_Votre tâche_
Mettez sous forme de liste JSON de chaînes les lignes des entrées, de celle qui contient "- **Object to find**: long brown hair" jusqu'à la dernière incluse. Mettez une chaîne par ligne et laissez de côté les lignes vides.

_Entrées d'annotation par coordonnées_
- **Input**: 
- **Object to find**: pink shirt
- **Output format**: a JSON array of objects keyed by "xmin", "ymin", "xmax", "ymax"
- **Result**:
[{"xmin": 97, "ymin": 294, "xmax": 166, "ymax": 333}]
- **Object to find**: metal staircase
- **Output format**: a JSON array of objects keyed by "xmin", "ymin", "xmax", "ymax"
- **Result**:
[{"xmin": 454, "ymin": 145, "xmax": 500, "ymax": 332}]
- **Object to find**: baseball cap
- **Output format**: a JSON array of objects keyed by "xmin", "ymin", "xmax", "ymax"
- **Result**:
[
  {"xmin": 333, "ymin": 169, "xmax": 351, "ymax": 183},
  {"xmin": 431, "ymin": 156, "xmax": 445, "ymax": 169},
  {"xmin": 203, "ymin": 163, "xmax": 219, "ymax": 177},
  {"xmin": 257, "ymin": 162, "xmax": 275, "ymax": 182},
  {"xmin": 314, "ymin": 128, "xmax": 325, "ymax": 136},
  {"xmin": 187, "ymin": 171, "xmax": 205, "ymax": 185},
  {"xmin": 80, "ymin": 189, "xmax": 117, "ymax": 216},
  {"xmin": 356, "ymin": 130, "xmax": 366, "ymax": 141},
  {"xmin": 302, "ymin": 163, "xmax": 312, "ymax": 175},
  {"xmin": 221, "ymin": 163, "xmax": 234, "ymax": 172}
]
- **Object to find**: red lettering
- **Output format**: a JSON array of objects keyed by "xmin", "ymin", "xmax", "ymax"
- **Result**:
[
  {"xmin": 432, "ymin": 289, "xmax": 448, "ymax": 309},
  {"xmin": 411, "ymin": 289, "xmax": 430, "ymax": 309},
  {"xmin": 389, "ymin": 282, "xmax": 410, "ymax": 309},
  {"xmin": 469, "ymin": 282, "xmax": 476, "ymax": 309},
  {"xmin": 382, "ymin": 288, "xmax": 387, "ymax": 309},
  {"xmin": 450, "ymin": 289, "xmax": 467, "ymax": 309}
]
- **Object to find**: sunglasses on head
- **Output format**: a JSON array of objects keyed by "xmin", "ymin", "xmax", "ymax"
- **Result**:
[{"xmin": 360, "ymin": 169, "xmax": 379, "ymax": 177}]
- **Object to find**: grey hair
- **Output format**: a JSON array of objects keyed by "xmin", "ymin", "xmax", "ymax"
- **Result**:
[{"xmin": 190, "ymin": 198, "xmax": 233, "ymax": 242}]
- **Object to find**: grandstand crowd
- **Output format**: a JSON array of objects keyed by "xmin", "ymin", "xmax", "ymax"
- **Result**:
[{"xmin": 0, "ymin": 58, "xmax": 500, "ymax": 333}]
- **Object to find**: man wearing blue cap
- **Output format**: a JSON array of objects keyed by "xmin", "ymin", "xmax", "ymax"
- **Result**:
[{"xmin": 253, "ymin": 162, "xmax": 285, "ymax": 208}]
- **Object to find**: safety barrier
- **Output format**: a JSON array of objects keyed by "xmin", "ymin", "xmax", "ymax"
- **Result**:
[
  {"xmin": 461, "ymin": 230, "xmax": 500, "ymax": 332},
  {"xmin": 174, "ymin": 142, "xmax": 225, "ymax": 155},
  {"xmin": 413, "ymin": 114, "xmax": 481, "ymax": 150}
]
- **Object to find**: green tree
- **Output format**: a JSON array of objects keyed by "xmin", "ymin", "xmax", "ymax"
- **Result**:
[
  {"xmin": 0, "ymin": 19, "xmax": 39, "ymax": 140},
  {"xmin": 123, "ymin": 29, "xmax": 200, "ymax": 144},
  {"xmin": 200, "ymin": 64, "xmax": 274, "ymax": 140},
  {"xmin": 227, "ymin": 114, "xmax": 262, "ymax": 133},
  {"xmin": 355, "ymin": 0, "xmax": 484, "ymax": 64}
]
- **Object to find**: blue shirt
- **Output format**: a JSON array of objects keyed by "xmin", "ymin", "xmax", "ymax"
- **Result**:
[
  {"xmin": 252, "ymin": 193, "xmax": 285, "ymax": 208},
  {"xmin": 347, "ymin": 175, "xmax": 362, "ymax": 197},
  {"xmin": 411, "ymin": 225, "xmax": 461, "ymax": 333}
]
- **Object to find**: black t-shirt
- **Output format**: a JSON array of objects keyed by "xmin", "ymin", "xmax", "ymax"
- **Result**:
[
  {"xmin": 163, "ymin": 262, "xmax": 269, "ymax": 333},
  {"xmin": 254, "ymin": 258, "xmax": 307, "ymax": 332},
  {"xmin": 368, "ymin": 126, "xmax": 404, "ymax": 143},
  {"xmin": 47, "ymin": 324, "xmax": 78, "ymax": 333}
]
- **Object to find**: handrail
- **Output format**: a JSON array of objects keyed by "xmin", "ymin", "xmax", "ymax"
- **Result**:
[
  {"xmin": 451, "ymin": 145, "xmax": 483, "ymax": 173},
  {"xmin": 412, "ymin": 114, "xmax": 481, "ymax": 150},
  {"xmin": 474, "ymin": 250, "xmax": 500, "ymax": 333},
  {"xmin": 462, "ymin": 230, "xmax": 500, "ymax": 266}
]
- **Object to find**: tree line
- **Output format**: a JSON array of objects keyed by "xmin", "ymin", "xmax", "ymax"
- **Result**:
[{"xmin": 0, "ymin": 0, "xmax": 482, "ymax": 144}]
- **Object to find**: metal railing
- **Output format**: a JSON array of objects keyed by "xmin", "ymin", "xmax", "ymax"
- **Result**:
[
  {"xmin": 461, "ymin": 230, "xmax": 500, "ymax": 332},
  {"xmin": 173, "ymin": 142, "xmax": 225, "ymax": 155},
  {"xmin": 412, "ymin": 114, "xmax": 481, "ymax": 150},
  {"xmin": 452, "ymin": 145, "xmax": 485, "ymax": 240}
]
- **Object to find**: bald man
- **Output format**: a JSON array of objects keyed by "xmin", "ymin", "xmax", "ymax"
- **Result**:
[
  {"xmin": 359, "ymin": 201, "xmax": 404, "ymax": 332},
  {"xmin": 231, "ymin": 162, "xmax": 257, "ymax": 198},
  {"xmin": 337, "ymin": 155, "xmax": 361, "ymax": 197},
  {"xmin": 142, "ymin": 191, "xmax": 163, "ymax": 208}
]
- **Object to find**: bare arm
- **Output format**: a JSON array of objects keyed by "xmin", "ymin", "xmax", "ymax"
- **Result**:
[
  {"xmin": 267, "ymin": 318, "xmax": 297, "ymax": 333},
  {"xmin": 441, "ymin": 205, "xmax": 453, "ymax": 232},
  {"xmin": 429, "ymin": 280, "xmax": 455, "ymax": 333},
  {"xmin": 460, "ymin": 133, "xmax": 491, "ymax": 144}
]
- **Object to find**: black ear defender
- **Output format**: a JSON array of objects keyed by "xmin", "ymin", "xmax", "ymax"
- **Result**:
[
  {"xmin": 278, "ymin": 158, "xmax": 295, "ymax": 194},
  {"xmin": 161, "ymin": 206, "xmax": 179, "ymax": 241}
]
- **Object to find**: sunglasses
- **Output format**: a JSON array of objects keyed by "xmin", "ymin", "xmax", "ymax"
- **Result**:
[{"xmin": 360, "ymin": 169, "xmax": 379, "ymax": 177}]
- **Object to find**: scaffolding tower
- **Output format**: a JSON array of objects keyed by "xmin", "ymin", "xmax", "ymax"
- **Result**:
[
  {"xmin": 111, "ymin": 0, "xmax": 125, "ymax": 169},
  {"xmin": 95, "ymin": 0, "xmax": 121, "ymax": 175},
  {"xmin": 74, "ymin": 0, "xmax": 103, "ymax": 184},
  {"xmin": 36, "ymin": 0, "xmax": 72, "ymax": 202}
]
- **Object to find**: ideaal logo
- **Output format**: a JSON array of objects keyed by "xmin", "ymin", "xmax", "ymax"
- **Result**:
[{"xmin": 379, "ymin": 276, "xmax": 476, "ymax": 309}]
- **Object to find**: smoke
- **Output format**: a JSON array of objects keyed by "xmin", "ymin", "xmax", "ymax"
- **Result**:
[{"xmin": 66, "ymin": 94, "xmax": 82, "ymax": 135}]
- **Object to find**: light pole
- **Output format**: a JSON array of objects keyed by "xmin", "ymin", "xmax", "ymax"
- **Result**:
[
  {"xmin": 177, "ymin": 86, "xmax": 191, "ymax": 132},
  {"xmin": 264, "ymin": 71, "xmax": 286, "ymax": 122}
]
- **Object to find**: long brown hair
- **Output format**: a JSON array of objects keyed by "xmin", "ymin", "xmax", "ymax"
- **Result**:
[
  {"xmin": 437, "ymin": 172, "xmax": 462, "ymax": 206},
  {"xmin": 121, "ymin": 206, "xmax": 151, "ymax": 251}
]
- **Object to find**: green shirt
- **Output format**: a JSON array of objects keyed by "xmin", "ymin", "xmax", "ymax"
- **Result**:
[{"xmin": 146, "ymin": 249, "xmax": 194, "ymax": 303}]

_La solution_
[
  "- **Object to find**: long brown hair",
  "- **Output format**: a JSON array of objects keyed by \"xmin\", \"ymin\", \"xmax\", \"ymax\"",
  "- **Result**:",
  "[",
  "  {\"xmin\": 437, \"ymin\": 172, \"xmax\": 462, \"ymax\": 206},",
  "  {\"xmin\": 121, \"ymin\": 206, \"xmax\": 151, \"ymax\": 251}",
  "]",
  "- **Object to find**: green shirt",
  "- **Output format**: a JSON array of objects keyed by \"xmin\", \"ymin\", \"xmax\", \"ymax\"",
  "- **Result**:",
  "[{\"xmin\": 146, \"ymin\": 249, \"xmax\": 194, \"ymax\": 303}]"
]